Task details. Set down the full listing exactly as given. Any pictures are to be left out.

Record set.
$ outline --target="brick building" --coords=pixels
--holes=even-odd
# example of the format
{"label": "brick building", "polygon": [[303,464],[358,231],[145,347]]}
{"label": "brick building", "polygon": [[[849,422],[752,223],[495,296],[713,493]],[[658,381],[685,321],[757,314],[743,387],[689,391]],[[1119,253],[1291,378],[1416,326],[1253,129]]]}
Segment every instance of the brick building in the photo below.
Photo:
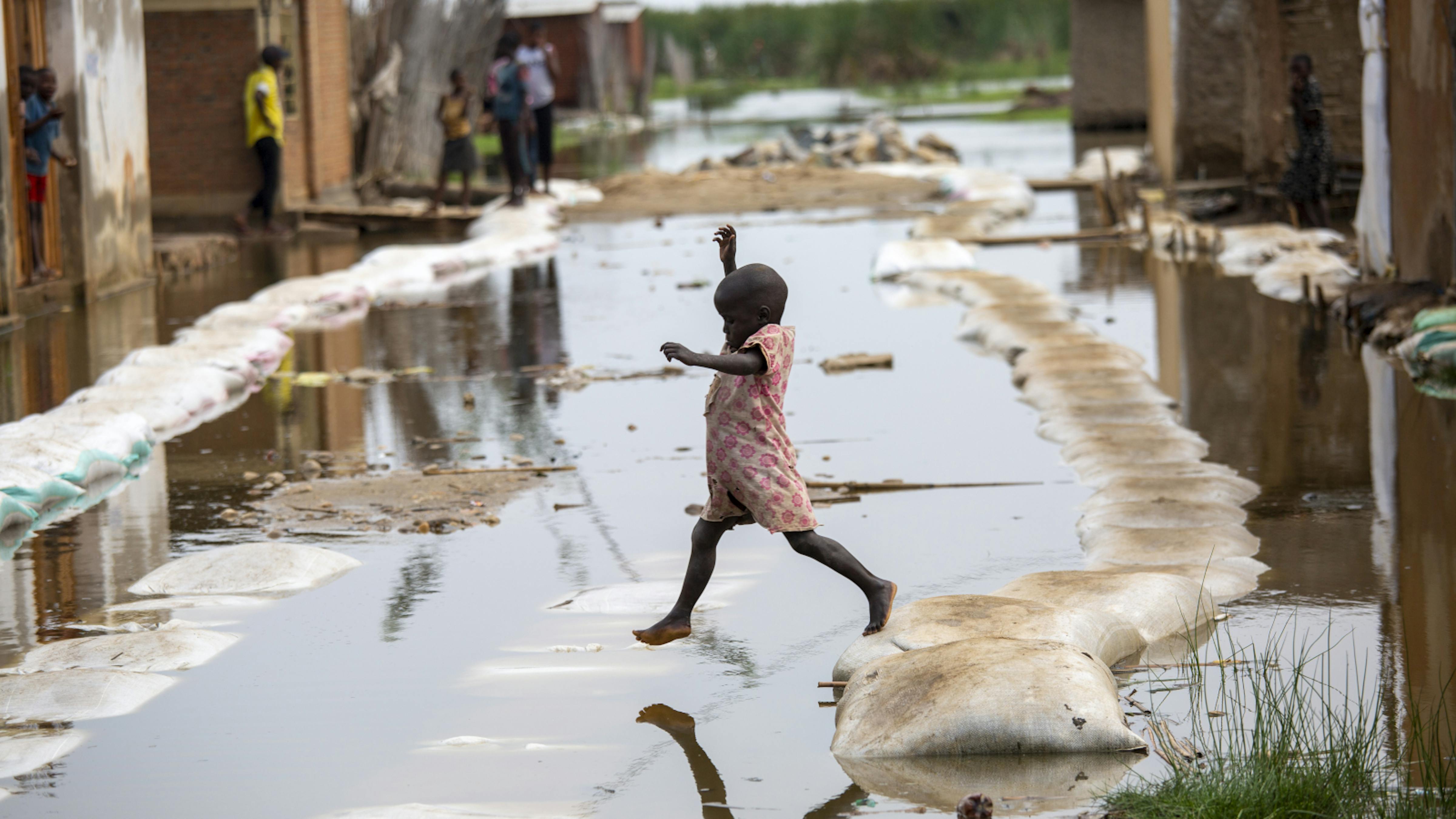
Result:
{"label": "brick building", "polygon": [[347,0],[143,0],[143,10],[157,216],[224,216],[253,195],[243,79],[268,42],[293,52],[280,76],[284,203],[352,195]]}
{"label": "brick building", "polygon": [[540,22],[561,58],[556,103],[623,112],[635,106],[646,58],[642,6],[600,0],[507,0],[505,17],[524,36]]}

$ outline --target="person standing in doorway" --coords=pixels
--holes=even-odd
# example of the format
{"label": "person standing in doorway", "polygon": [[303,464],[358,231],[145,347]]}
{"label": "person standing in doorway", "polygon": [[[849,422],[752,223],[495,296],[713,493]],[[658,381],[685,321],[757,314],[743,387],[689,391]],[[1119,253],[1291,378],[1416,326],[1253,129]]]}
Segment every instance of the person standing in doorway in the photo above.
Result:
{"label": "person standing in doorway", "polygon": [[479,165],[475,153],[475,141],[470,136],[470,117],[466,109],[470,106],[470,86],[464,85],[464,73],[460,68],[450,70],[450,93],[440,98],[440,122],[446,128],[446,150],[440,156],[440,184],[435,185],[435,197],[430,203],[430,213],[440,210],[440,200],[446,195],[446,184],[450,173],[460,172],[460,205],[470,207],[470,176]]}
{"label": "person standing in doorway", "polygon": [[540,172],[542,188],[550,192],[550,165],[556,157],[553,133],[556,112],[556,82],[561,79],[561,58],[556,47],[546,41],[546,26],[531,23],[526,44],[515,50],[515,61],[527,68],[527,92],[531,98],[531,118],[536,138],[531,140],[531,162]]}
{"label": "person standing in doorway", "polygon": [[526,192],[530,181],[526,176],[526,166],[521,154],[526,149],[524,137],[530,134],[530,99],[526,83],[529,71],[515,61],[515,50],[520,48],[521,38],[514,31],[501,35],[495,44],[495,61],[491,64],[491,74],[486,77],[486,99],[491,117],[495,119],[495,130],[501,134],[501,162],[505,165],[505,176],[511,184],[511,197],[507,201],[511,207],[526,204]]}
{"label": "person standing in doorway", "polygon": [[1334,187],[1335,159],[1325,124],[1325,95],[1315,79],[1309,54],[1289,61],[1289,103],[1294,112],[1299,147],[1278,188],[1294,205],[1300,227],[1329,227],[1328,197]]}
{"label": "person standing in doorway", "polygon": [[277,45],[264,48],[259,55],[261,66],[243,85],[243,112],[248,118],[248,147],[258,154],[258,166],[262,169],[264,182],[258,194],[248,203],[248,210],[233,217],[237,230],[250,233],[248,217],[255,210],[264,214],[264,229],[269,233],[281,233],[274,224],[272,208],[278,198],[278,172],[282,165],[282,99],[278,95],[278,70],[288,52]]}
{"label": "person standing in doorway", "polygon": [[76,168],[76,157],[66,156],[51,147],[61,136],[61,117],[66,111],[55,103],[55,71],[39,68],[32,74],[35,93],[25,102],[25,181],[28,185],[26,205],[31,216],[31,281],[36,284],[55,278],[45,264],[45,192],[50,181],[51,157],[63,166]]}

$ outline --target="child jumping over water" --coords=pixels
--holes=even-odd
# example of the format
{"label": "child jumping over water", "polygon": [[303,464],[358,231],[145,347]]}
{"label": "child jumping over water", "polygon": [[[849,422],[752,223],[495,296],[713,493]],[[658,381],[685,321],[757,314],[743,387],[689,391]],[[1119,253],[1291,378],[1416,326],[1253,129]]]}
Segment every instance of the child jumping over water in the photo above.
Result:
{"label": "child jumping over water", "polygon": [[732,226],[713,236],[724,280],[713,307],[724,318],[724,350],[693,353],[681,344],[662,345],[667,360],[718,370],[708,388],[708,504],[693,526],[683,592],[655,625],[633,631],[649,646],[662,646],[693,632],[692,614],[708,587],[718,560],[718,539],[740,523],[757,520],[769,532],[783,532],[789,546],[847,577],[869,602],[874,634],[890,621],[895,584],[869,573],[849,549],[814,532],[818,522],[804,478],[795,469],[794,444],[783,427],[783,393],[794,366],[794,328],[780,326],[789,286],[761,264],[737,267],[738,235]]}

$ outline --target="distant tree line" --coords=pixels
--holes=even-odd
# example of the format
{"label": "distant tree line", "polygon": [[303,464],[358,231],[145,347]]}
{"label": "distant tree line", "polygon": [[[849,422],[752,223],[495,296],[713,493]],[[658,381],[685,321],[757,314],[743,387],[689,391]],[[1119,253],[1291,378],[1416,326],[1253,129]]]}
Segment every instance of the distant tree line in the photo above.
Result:
{"label": "distant tree line", "polygon": [[[1070,0],[833,0],[648,10],[662,71],[827,85],[960,79],[996,63],[1066,64]],[[670,41],[670,42],[665,42]]]}

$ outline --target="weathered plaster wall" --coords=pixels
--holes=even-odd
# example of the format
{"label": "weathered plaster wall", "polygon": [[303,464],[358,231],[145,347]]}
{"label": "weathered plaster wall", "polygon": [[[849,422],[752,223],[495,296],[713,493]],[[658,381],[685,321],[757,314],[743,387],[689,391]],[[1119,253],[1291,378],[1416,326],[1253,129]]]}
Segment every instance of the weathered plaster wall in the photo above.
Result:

Result.
$ outline --target="brick building" --coords=pixels
--holes=even-odd
# example of the format
{"label": "brick building", "polygon": [[303,464],[358,231],[145,347]]}
{"label": "brick building", "polygon": [[[849,422],[752,223],[495,296],[713,493]],[[658,381],[685,321],[757,314],[743,387],[689,391]],[[1119,253],[1291,378],[1416,326],[1253,129]]]}
Segment every instance of the brick building in the photo below.
Photo:
Result:
{"label": "brick building", "polygon": [[347,0],[143,0],[143,10],[157,216],[224,216],[253,195],[243,79],[268,42],[293,52],[280,76],[284,203],[352,195]]}
{"label": "brick building", "polygon": [[540,22],[561,58],[556,103],[623,112],[635,106],[646,58],[642,6],[600,0],[507,0],[505,17],[524,36]]}

$ outline --target="person standing in doorway" --coords=pixels
--holes=even-odd
# example of the format
{"label": "person standing in doorway", "polygon": [[303,464],[358,231],[145,347]]}
{"label": "person standing in doorway", "polygon": [[[849,422],[752,223],[495,296],[713,493]],[[658,381],[685,321],[757,314],[743,387],[689,391]],[[1119,253],[1291,378],[1416,326],[1253,129]]]}
Segment every instance of the person standing in doorway in the photo above.
Result:
{"label": "person standing in doorway", "polygon": [[479,165],[475,153],[475,141],[470,136],[470,117],[466,109],[470,106],[470,86],[464,85],[464,73],[460,68],[450,70],[450,93],[440,98],[440,122],[446,128],[446,150],[440,156],[440,184],[435,185],[435,197],[430,203],[430,213],[440,210],[440,200],[446,195],[446,184],[450,173],[460,172],[460,205],[470,207],[470,176]]}
{"label": "person standing in doorway", "polygon": [[540,172],[542,188],[550,192],[550,165],[556,157],[553,133],[556,112],[556,82],[561,79],[561,58],[556,47],[546,41],[546,26],[531,23],[526,44],[515,50],[515,61],[527,68],[527,92],[531,98],[531,118],[536,138],[531,140],[531,162]]}
{"label": "person standing in doorway", "polygon": [[526,192],[530,181],[526,176],[526,166],[521,154],[526,149],[524,137],[530,134],[530,99],[526,83],[529,71],[515,61],[515,50],[520,48],[521,38],[514,31],[501,35],[495,44],[495,61],[491,64],[491,74],[486,77],[486,99],[491,117],[495,119],[495,130],[501,134],[501,162],[505,165],[505,176],[511,184],[511,197],[507,201],[511,207],[526,204]]}
{"label": "person standing in doorway", "polygon": [[1334,187],[1335,159],[1325,124],[1325,95],[1315,79],[1309,54],[1289,61],[1289,103],[1294,112],[1299,147],[1278,188],[1294,205],[1300,227],[1329,227],[1328,197]]}
{"label": "person standing in doorway", "polygon": [[277,45],[264,48],[259,55],[261,66],[243,85],[243,112],[248,118],[248,147],[258,154],[258,166],[262,169],[264,182],[258,194],[248,203],[248,210],[233,217],[237,230],[250,233],[248,217],[255,210],[264,214],[264,229],[269,233],[281,233],[274,224],[272,208],[278,198],[278,172],[282,165],[282,99],[278,95],[278,70],[288,52]]}
{"label": "person standing in doorway", "polygon": [[76,168],[76,157],[66,156],[51,147],[61,136],[61,117],[66,111],[55,103],[55,71],[39,68],[32,74],[35,93],[25,102],[25,181],[28,185],[26,205],[31,216],[31,281],[36,284],[55,278],[45,264],[45,192],[50,181],[51,157],[63,166]]}

$ outline --target="child jumping over water" --coords=pixels
--holes=even-odd
# example of the format
{"label": "child jumping over water", "polygon": [[303,464],[358,231],[145,347]]}
{"label": "child jumping over water", "polygon": [[[849,422],[752,223],[495,296],[713,493]],[[658,381],[685,321],[757,314],[743,387],[689,391]],[[1119,253],[1291,378],[1416,326],[1253,129]]]}
Segment every instance of the child jumping over water in the photo above.
Result:
{"label": "child jumping over water", "polygon": [[732,226],[713,236],[724,280],[713,307],[724,318],[724,350],[693,353],[681,344],[662,345],[667,360],[718,370],[708,388],[708,504],[693,526],[683,592],[655,625],[633,631],[649,646],[662,646],[693,632],[692,614],[708,587],[718,560],[718,539],[740,523],[757,520],[769,532],[783,532],[789,546],[847,577],[869,602],[874,634],[890,621],[895,584],[869,573],[849,549],[814,532],[818,522],[804,478],[795,469],[794,444],[783,427],[783,393],[794,366],[794,328],[780,326],[789,286],[761,264],[737,267],[738,235]]}

$ outline --target="distant tree line" --coords=pixels
--holes=even-odd
# example of the format
{"label": "distant tree line", "polygon": [[303,464],[358,231],[145,347]]}
{"label": "distant tree line", "polygon": [[[849,422],[752,223],[495,296],[713,493]],[[658,381],[685,321],[757,314],[743,387],[689,391]],[[1119,253],[1291,378],[1416,326],[1253,129]]]}
Segment every instance of the distant tree line in the photo above.
Result:
{"label": "distant tree line", "polygon": [[[1070,0],[833,0],[648,10],[662,71],[827,85],[960,79],[996,63],[1066,64]],[[670,41],[670,42],[665,42]]]}

$ outline --target="weathered plaster wall" --coords=pixels
--holes=even-odd
# example of the format
{"label": "weathered plaster wall", "polygon": [[303,464],[358,231],[145,347]]}
{"label": "weathered plaster wall", "polygon": [[[849,422],[752,223],[495,296],[713,493]],[[658,381],[685,321],[757,314],[743,387],[689,391]],[[1119,253],[1291,378],[1416,326],[1253,129]]]}
Segment every instance of the weathered plaster wall in the photo above.
Result:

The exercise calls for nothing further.